= Direction =
In the material below, write out the stretch from the line containing "Place a point on the purple" through the line containing "Target: purple olive", both included, reproducing each line character for character.

= Extracted records =
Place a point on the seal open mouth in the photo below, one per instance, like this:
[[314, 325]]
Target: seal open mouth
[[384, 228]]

---

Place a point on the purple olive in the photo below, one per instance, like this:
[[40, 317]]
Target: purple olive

= Output for this exercise =
Place a point on the purple olive in the photo below, one per instance, like this:
[[40, 317]]
Target: purple olive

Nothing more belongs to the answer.